[Do this]
Pull out every line of the items below that contains the string "brick". Case counts.

[Data entries]
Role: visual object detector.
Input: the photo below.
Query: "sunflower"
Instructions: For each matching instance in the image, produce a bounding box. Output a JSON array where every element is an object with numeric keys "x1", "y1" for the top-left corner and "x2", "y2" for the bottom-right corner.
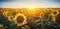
[
  {"x1": 3, "y1": 11, "x2": 9, "y2": 17},
  {"x1": 8, "y1": 16, "x2": 13, "y2": 21},
  {"x1": 52, "y1": 10, "x2": 59, "y2": 16},
  {"x1": 14, "y1": 13, "x2": 26, "y2": 26}
]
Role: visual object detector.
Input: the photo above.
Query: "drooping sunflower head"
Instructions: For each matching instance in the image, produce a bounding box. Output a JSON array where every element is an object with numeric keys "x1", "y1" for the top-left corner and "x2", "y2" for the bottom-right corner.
[{"x1": 14, "y1": 13, "x2": 26, "y2": 26}]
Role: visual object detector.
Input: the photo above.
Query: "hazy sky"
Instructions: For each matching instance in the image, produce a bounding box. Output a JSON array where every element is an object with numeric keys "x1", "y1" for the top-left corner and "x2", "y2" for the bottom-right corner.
[{"x1": 0, "y1": 0, "x2": 60, "y2": 8}]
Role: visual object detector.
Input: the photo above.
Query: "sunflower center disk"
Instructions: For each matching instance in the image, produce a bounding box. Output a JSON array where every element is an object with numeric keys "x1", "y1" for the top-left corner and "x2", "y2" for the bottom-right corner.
[{"x1": 16, "y1": 16, "x2": 24, "y2": 23}]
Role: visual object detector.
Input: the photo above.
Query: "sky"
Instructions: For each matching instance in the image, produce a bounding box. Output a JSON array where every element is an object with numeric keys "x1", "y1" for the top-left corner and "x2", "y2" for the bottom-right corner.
[{"x1": 0, "y1": 0, "x2": 60, "y2": 8}]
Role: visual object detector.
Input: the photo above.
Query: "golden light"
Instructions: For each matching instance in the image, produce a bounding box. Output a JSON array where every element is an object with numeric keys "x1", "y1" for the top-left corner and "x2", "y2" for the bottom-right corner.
[
  {"x1": 27, "y1": 5, "x2": 36, "y2": 11},
  {"x1": 14, "y1": 13, "x2": 26, "y2": 26}
]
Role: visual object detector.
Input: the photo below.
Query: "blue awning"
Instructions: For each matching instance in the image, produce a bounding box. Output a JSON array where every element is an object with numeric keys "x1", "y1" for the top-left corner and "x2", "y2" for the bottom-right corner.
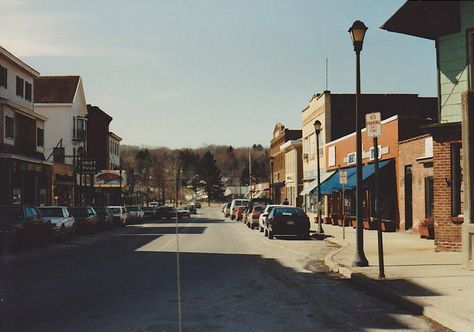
[{"x1": 321, "y1": 160, "x2": 391, "y2": 194}]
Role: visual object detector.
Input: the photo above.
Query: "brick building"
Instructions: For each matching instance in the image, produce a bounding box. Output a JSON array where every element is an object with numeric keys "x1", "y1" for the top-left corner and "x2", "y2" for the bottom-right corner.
[
  {"x1": 270, "y1": 123, "x2": 301, "y2": 204},
  {"x1": 398, "y1": 134, "x2": 434, "y2": 233},
  {"x1": 381, "y1": 1, "x2": 474, "y2": 254}
]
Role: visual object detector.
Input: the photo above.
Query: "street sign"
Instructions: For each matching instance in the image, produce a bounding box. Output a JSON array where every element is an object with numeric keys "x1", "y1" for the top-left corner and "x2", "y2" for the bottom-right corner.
[
  {"x1": 76, "y1": 159, "x2": 97, "y2": 175},
  {"x1": 365, "y1": 112, "x2": 382, "y2": 137},
  {"x1": 339, "y1": 171, "x2": 347, "y2": 184}
]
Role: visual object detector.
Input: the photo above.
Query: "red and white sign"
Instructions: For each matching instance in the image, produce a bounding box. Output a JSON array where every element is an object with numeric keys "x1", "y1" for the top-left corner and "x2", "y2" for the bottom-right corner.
[
  {"x1": 365, "y1": 112, "x2": 382, "y2": 137},
  {"x1": 339, "y1": 171, "x2": 347, "y2": 184}
]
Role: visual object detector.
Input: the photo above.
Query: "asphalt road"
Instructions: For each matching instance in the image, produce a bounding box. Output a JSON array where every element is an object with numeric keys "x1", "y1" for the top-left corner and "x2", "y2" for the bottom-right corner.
[{"x1": 0, "y1": 209, "x2": 445, "y2": 332}]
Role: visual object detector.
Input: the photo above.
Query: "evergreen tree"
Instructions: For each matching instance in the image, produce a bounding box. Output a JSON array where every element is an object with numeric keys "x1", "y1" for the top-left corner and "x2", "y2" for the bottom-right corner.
[{"x1": 199, "y1": 151, "x2": 224, "y2": 205}]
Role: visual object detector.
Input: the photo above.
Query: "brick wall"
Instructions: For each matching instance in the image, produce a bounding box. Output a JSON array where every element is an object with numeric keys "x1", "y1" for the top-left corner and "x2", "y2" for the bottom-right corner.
[
  {"x1": 398, "y1": 135, "x2": 433, "y2": 233},
  {"x1": 433, "y1": 132, "x2": 462, "y2": 251}
]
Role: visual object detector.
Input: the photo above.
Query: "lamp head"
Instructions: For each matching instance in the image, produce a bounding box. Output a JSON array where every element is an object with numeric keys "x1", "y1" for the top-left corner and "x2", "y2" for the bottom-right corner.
[
  {"x1": 348, "y1": 20, "x2": 367, "y2": 52},
  {"x1": 314, "y1": 120, "x2": 322, "y2": 135}
]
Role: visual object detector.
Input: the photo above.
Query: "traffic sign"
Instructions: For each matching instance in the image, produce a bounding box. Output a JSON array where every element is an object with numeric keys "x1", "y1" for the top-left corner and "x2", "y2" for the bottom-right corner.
[
  {"x1": 76, "y1": 159, "x2": 97, "y2": 175},
  {"x1": 339, "y1": 171, "x2": 347, "y2": 184},
  {"x1": 365, "y1": 112, "x2": 382, "y2": 137}
]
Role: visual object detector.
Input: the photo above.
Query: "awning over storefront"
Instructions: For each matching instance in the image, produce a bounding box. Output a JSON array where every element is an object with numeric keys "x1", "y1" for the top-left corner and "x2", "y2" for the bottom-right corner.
[
  {"x1": 300, "y1": 171, "x2": 336, "y2": 196},
  {"x1": 321, "y1": 160, "x2": 391, "y2": 194}
]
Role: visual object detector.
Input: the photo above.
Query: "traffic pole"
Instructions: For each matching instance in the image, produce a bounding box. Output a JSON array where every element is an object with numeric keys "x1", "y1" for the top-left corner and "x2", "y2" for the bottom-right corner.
[{"x1": 374, "y1": 136, "x2": 385, "y2": 279}]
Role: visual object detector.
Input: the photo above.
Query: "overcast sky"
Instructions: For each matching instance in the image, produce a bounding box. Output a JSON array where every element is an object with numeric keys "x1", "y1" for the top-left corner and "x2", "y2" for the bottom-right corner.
[{"x1": 0, "y1": 0, "x2": 436, "y2": 147}]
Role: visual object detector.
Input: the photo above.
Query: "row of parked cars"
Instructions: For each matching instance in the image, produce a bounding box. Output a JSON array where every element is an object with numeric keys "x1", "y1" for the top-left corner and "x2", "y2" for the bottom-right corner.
[
  {"x1": 222, "y1": 198, "x2": 310, "y2": 239},
  {"x1": 0, "y1": 205, "x2": 196, "y2": 250}
]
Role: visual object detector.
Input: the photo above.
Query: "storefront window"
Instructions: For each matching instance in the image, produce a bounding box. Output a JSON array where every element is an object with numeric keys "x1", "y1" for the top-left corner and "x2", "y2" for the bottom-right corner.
[{"x1": 12, "y1": 188, "x2": 21, "y2": 204}]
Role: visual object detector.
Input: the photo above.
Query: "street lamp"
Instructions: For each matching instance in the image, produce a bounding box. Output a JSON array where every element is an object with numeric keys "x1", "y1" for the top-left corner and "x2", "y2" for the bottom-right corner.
[
  {"x1": 314, "y1": 120, "x2": 324, "y2": 234},
  {"x1": 349, "y1": 21, "x2": 369, "y2": 266},
  {"x1": 270, "y1": 157, "x2": 275, "y2": 203}
]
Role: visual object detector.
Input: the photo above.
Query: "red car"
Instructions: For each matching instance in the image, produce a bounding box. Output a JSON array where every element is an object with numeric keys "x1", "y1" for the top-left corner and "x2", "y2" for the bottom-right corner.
[
  {"x1": 235, "y1": 206, "x2": 245, "y2": 221},
  {"x1": 246, "y1": 205, "x2": 265, "y2": 229}
]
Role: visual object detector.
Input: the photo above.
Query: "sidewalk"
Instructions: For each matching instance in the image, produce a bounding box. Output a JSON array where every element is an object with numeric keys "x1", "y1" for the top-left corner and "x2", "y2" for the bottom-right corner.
[{"x1": 311, "y1": 218, "x2": 474, "y2": 331}]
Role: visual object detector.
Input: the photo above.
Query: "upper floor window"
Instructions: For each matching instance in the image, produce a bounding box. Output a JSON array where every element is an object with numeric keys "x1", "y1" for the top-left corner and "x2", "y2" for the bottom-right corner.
[
  {"x1": 25, "y1": 82, "x2": 32, "y2": 101},
  {"x1": 73, "y1": 117, "x2": 87, "y2": 140},
  {"x1": 36, "y1": 128, "x2": 44, "y2": 147},
  {"x1": 0, "y1": 65, "x2": 8, "y2": 88},
  {"x1": 5, "y1": 115, "x2": 15, "y2": 140},
  {"x1": 16, "y1": 76, "x2": 25, "y2": 97}
]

[Result below]
Query: "brick building"
Query: "brick wall"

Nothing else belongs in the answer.